**Lines of data**

## START

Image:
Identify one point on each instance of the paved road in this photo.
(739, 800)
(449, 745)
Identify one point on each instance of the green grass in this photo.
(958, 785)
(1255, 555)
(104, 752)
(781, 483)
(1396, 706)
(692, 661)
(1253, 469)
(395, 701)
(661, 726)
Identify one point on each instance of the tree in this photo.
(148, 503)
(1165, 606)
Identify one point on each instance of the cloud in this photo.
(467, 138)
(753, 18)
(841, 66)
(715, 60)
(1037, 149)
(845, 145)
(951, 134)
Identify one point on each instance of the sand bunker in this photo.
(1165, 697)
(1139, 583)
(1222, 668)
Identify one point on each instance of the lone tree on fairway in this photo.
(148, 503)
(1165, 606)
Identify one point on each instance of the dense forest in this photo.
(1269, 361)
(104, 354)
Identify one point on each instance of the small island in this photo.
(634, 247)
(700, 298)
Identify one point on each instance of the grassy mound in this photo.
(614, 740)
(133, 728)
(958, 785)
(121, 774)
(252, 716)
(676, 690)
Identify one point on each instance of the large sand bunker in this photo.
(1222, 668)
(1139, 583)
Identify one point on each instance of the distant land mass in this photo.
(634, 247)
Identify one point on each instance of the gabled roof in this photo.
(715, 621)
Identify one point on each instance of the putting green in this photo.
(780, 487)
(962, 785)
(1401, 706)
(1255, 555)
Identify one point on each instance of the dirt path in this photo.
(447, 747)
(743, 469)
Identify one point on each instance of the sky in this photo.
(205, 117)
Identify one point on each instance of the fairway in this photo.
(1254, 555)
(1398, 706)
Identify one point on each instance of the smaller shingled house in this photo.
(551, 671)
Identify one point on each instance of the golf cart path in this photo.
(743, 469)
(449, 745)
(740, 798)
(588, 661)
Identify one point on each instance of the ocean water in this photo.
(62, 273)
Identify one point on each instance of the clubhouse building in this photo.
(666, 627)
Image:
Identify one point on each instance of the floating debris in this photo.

## END
## START

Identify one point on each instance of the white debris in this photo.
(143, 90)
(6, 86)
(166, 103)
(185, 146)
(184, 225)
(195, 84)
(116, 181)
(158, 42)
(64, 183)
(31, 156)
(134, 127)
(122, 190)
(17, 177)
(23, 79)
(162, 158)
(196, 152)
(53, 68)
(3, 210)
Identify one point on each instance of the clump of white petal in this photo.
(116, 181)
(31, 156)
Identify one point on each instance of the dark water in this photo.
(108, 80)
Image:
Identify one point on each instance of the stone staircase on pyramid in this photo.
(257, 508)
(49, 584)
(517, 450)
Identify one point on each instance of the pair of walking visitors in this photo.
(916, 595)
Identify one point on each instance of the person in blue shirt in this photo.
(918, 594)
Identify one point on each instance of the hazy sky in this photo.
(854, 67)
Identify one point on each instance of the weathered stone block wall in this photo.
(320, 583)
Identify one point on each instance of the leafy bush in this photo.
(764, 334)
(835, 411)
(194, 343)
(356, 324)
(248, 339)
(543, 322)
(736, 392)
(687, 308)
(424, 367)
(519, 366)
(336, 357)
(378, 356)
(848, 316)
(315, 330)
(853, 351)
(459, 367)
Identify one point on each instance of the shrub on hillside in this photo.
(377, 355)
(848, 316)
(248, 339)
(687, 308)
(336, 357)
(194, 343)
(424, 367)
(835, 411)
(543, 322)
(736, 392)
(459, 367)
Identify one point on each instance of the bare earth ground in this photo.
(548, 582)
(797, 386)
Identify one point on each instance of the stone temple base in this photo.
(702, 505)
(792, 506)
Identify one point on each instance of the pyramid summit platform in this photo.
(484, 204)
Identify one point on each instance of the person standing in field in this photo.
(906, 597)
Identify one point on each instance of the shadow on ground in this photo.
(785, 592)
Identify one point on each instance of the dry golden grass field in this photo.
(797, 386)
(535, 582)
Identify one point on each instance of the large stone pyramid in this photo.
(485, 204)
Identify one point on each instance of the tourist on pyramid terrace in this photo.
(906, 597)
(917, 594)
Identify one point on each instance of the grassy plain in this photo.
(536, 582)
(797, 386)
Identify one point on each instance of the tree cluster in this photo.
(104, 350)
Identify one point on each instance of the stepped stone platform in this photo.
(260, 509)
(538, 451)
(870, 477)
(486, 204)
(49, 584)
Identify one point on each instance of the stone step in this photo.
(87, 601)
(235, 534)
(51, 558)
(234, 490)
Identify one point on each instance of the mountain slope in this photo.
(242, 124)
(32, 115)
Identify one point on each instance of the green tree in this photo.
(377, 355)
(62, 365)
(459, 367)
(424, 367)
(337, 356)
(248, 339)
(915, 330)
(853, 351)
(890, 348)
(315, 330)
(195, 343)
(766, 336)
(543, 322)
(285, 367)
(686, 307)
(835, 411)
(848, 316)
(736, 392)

## END

**What is being asked**
Reproduce word for word the lines of the material between the line holding "Identify one point on each instance of the clubhouse" and the line holding "Identify one point on each instance of the floating", inclusive.

**Result**
Identify one point on each instance of the clubhouse building in this photo.
(666, 627)
Image:
Identify one point on each instance of the floating debris in this photo.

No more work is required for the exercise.